# EXERCISE
Edit everything from the line containing "Practice step: locate the dense" down through the final line of the material, replacing "put a marker on" with "place a point on" and leaving all else unchanged. Return only those lines.

# Entries drawn from a collection
— START —
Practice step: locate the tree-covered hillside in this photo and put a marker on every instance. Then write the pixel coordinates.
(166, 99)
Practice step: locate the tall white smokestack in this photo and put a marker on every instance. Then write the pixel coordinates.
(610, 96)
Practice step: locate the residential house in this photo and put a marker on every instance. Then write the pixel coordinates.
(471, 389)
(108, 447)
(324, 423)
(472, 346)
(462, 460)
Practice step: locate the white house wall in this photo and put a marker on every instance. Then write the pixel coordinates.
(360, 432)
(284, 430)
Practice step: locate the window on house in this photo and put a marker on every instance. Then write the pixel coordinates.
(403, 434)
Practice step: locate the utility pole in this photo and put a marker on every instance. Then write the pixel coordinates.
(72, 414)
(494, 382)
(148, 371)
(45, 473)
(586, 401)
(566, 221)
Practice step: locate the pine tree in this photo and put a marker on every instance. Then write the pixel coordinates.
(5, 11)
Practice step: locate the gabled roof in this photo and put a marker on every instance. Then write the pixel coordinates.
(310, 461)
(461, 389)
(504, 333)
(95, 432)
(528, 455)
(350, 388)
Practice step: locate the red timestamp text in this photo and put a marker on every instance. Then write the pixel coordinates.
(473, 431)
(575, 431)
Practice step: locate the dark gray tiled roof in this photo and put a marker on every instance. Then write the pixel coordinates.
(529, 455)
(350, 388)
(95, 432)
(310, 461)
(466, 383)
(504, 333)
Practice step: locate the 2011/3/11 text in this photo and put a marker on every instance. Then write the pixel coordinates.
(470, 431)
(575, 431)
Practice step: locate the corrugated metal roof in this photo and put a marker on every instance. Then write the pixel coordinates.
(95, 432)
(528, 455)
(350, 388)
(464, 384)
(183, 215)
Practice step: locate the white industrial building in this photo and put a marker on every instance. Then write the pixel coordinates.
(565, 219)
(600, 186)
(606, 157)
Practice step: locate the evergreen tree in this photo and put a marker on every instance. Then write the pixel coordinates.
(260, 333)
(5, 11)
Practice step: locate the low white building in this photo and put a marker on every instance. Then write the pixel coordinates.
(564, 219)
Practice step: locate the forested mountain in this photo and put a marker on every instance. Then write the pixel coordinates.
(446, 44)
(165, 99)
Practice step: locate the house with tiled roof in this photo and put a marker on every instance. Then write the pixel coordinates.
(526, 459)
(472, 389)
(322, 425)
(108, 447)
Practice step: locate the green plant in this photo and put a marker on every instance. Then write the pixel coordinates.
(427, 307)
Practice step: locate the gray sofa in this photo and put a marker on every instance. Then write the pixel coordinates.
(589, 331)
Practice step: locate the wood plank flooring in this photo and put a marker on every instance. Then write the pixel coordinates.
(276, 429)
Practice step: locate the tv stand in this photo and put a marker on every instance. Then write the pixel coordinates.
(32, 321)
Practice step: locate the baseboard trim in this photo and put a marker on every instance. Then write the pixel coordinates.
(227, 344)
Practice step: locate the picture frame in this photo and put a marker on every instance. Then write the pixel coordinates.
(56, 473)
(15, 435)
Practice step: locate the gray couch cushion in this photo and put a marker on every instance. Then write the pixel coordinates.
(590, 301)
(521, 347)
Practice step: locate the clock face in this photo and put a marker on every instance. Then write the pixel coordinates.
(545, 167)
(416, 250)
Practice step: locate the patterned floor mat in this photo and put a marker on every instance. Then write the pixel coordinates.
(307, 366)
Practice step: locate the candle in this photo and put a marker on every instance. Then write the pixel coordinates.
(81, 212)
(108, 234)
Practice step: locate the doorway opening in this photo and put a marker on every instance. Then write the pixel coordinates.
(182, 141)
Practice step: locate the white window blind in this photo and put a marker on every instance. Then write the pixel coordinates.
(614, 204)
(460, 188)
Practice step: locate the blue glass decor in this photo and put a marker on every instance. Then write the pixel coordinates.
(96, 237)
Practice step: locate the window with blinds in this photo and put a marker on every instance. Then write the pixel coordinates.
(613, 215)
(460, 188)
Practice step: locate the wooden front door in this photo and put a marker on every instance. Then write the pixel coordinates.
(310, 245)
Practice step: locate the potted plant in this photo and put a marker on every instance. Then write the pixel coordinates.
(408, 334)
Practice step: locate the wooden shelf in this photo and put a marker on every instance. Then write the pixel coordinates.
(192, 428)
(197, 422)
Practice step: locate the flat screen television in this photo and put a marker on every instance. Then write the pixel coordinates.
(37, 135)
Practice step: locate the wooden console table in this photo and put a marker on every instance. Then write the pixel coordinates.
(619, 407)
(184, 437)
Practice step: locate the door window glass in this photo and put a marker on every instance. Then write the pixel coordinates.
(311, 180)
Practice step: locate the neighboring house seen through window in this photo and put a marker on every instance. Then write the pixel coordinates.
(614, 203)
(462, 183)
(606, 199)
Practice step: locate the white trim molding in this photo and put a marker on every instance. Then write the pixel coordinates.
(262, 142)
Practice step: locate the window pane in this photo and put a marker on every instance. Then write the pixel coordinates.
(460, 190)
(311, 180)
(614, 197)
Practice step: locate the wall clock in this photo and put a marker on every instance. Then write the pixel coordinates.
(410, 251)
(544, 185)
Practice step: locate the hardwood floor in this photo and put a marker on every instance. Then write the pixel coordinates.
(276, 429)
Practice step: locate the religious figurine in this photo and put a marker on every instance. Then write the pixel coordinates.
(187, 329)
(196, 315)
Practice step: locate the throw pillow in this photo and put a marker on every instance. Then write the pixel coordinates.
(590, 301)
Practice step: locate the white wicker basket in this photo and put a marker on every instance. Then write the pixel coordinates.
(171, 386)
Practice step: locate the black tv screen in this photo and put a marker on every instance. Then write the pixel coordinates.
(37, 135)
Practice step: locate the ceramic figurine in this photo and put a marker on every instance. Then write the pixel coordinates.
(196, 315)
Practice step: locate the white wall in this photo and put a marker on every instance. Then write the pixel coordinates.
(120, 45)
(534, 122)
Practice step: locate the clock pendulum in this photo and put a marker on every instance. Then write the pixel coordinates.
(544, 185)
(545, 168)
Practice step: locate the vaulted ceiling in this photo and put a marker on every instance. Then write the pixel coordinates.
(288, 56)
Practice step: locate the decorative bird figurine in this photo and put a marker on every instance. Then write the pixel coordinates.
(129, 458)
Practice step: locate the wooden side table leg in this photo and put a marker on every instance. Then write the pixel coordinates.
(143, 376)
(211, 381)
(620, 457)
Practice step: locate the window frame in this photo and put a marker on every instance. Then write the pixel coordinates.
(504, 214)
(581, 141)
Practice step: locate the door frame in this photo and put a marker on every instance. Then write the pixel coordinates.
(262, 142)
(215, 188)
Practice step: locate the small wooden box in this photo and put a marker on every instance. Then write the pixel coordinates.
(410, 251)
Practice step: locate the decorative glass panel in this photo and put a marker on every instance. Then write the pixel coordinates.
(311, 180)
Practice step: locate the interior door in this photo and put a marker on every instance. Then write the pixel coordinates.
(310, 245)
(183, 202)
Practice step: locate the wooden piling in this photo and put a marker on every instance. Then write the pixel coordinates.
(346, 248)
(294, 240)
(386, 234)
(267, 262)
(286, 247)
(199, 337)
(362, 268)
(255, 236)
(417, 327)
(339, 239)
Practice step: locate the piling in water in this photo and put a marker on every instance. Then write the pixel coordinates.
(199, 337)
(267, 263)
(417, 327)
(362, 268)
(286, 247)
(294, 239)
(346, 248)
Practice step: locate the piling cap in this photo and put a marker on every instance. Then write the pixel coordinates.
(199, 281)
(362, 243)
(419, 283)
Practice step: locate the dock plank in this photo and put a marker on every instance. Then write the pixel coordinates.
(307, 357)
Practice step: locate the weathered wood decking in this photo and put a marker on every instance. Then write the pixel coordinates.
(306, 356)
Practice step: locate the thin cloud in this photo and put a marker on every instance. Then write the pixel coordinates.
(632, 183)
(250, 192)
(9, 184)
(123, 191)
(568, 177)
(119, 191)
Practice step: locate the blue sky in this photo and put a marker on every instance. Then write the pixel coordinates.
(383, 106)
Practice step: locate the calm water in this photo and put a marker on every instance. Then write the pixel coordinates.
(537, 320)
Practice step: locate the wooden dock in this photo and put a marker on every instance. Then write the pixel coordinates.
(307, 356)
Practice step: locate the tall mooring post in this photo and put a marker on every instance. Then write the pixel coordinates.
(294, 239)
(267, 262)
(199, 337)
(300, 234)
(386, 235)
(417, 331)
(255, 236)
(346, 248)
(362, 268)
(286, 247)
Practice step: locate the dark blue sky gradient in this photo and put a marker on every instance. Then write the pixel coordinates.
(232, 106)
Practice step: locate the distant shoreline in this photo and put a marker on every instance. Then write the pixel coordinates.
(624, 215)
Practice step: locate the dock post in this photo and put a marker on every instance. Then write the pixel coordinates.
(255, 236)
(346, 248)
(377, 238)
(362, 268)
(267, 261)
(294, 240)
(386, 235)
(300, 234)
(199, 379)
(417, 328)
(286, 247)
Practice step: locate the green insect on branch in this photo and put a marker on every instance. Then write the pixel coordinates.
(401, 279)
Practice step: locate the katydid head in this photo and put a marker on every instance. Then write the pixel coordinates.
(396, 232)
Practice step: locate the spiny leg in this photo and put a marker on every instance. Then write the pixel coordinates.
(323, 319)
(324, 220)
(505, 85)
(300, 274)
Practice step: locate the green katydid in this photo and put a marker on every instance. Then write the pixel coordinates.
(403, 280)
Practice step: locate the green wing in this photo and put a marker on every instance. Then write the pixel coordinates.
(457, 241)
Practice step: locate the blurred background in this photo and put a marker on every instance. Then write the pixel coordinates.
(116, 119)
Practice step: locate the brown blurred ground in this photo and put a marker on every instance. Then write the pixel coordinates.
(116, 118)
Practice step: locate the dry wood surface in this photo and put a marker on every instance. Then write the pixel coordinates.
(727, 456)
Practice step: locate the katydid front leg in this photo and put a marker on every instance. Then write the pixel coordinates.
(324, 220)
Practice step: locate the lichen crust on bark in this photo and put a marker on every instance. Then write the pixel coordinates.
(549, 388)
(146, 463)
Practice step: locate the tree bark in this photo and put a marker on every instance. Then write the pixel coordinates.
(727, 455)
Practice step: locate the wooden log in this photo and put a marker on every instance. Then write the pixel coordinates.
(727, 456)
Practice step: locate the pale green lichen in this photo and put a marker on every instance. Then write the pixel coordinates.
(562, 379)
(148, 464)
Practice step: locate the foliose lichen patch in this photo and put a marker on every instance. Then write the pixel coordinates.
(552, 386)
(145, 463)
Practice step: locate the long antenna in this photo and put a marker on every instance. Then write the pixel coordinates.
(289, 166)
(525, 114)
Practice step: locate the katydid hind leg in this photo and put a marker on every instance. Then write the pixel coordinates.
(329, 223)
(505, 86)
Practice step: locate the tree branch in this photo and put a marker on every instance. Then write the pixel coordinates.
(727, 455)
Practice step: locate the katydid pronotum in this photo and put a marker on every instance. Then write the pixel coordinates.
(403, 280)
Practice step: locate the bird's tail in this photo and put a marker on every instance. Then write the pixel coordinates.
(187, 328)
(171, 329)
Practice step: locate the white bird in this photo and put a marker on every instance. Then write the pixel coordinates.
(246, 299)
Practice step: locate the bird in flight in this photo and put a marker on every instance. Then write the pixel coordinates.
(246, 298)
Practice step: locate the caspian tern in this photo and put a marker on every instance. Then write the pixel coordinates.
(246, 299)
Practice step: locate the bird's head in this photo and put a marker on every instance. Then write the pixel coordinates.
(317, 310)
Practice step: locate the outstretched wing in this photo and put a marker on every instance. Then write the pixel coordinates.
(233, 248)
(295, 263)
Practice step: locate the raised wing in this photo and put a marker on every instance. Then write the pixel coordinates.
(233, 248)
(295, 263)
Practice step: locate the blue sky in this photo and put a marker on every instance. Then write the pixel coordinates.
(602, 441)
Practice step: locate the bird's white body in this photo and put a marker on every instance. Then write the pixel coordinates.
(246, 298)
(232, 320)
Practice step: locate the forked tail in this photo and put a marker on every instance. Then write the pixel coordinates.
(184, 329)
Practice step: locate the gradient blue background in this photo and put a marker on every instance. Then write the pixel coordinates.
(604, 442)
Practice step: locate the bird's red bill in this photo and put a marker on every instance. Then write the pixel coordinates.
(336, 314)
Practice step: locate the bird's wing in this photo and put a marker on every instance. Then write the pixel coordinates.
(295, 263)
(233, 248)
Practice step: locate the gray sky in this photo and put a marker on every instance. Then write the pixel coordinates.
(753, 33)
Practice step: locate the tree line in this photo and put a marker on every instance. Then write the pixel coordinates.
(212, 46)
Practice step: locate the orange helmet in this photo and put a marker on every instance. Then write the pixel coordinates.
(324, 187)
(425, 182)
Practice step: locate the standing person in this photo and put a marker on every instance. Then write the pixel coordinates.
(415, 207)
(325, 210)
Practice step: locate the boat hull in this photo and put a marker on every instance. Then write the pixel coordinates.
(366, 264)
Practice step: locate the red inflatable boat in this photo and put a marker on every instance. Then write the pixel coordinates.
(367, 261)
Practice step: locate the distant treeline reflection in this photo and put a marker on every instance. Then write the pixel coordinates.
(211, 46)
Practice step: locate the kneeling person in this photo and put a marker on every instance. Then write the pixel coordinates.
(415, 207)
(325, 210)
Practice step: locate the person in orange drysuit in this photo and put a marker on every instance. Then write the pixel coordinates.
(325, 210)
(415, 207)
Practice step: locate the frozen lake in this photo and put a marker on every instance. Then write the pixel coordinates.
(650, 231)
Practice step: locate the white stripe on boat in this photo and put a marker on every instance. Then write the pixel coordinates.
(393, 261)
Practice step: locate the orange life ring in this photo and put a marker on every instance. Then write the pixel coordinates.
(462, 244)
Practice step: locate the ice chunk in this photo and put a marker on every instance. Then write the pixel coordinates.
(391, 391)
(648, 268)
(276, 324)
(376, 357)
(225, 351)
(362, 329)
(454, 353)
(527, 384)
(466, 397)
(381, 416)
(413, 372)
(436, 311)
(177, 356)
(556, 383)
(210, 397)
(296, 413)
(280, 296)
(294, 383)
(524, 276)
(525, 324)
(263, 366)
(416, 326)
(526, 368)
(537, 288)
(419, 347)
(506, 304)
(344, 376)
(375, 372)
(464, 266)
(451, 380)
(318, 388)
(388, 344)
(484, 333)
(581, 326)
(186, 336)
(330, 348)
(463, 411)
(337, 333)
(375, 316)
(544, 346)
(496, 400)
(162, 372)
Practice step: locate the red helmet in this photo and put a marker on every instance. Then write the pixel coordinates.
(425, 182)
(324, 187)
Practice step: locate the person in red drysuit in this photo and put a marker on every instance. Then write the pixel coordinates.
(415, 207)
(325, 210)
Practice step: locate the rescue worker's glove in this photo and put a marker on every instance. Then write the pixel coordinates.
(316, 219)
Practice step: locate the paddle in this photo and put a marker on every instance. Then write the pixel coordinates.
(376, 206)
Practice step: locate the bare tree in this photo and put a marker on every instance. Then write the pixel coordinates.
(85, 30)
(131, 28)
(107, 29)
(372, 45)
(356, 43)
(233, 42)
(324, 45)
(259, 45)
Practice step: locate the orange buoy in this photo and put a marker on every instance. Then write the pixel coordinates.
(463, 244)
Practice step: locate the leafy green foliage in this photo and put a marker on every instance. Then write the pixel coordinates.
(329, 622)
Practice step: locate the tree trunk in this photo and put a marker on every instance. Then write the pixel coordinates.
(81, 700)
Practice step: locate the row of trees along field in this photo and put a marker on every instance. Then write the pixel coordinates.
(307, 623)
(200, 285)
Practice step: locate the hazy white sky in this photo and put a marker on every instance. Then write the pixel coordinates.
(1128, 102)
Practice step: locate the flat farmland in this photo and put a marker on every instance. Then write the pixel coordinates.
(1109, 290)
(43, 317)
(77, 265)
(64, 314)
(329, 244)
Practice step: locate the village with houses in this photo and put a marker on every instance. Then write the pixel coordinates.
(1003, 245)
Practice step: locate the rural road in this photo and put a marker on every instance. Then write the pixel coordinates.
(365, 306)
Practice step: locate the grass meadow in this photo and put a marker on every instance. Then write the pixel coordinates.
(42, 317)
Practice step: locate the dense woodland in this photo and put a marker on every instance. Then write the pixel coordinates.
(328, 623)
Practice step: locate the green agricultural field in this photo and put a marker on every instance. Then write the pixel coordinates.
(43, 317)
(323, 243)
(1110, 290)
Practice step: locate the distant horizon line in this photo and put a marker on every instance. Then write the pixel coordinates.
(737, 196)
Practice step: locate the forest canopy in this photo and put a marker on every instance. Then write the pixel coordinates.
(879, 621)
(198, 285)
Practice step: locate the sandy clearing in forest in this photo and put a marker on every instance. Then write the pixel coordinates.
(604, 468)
— END —
# EXERCISE SOLUTION
Practice step: locate the dense woodland in this photo and place a point on every instance. Then write the pixel coordinates.
(328, 623)
Practice step: locate the green agricultural field in this photo and place a point on every instance. Then write the pixel coordinates.
(43, 317)
(323, 243)
(1110, 290)
Practice step: locate the distant horizon line in this photo and place a point on every instance. Then write the pixel coordinates.
(737, 196)
Practice step: locate the forest canopy in this photo and place a point on every instance. Then write the pixel coordinates.
(879, 621)
(198, 285)
Practice step: locate the sandy clearing in forest in this photo and place a point on every instance. Then write the pixel coordinates.
(604, 468)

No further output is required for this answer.